According to the BYOL code excerpt below, what model serves as the encoder?

— BEGIN Selected excerpt —

The encoder is a ResNetV1_50x1 model with the last fully connected layer removed.

In [12]:
class BYOLEncoder(nn.Module):
    def __init__(self):
        super(BYOLEncoder, self).__init__()
        self.resnet = resnet50(pretrained=False)
        self.encoder = nn.Sequential(*list(self.resnet.children())[:-1])

    def forward(self, x):
        return self.encoder(x)

In [None]:
def MLP(dim, hidden_size, projection_size):
    return nn.Sequential(
        nn.Linear(dim, hidden_size),
        nn.BatchNorm1d(hidden_size, **HPS['batchnorm_kwargs']),
        nn.ReLU(inplace=True),
        nn.Linear(hidden_size, projection_size)
    )

### Model Composition

In [None]:
class network(nn.Module):
    def __init__(self, encoder, projector):
        super(network, self).__init__()
        self.encoder = encoder
        self.projector = projector
        self.predictor = projector

    def forward(self, x):
        pass

In [2]:
# Get cpu, gpu or mps device for training.
device = (
    "cuda"
    if torch.cuda.is_available()
    else "mps"
    if torch.backends.mps.is_available()
    else "cpu"
)
print(f"Using {device} device")

Using mps device


In [None]:
# count the number of files within the directory
import os
import os.path
import glob
import numpy as np

# Get the number of files in the directory
def get_num_files(directory):
    if not os.path.exists(directory):
        return 0
    return sum([len(files) for r, d, files in os.walk(directory)])

— END Selected excerpt —
— BEGIN Supplied entries —

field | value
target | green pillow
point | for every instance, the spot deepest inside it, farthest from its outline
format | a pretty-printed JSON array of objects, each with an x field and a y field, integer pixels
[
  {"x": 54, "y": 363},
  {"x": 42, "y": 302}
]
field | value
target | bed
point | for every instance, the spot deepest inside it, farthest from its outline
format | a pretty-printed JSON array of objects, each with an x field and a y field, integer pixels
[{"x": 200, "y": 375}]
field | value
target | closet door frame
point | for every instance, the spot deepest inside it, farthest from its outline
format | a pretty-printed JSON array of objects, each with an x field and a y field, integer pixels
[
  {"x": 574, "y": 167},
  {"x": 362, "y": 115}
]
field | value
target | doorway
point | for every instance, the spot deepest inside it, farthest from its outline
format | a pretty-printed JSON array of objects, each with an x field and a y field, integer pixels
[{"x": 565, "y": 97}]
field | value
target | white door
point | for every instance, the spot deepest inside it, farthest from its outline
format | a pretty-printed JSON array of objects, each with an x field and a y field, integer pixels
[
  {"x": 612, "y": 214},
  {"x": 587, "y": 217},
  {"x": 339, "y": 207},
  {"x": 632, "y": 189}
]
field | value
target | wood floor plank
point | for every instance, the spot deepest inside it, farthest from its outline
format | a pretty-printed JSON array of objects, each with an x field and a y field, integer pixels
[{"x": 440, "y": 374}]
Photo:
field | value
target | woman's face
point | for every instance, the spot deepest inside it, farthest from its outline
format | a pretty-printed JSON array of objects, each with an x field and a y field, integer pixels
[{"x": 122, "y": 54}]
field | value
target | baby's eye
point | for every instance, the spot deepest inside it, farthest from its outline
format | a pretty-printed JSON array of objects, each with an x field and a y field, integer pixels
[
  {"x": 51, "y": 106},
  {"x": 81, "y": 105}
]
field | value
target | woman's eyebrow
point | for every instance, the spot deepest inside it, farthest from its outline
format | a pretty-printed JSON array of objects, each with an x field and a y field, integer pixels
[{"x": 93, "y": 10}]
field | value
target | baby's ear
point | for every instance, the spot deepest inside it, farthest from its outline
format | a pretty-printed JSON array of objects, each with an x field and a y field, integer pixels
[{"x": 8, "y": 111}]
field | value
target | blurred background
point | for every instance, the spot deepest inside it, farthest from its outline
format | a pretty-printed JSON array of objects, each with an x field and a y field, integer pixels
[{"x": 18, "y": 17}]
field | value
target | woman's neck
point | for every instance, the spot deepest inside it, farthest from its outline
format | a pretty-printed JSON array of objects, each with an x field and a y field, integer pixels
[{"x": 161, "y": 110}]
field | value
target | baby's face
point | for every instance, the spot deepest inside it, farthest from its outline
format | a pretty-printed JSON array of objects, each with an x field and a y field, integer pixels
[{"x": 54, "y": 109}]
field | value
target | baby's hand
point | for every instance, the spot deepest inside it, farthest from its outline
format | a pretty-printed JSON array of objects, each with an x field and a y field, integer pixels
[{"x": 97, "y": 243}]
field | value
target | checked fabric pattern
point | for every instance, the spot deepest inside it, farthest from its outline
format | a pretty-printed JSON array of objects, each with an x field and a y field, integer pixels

— END Supplied entries —

### [Answer for this exercise]
A ResNetV1_50x1 model with the last fully connected layer removed.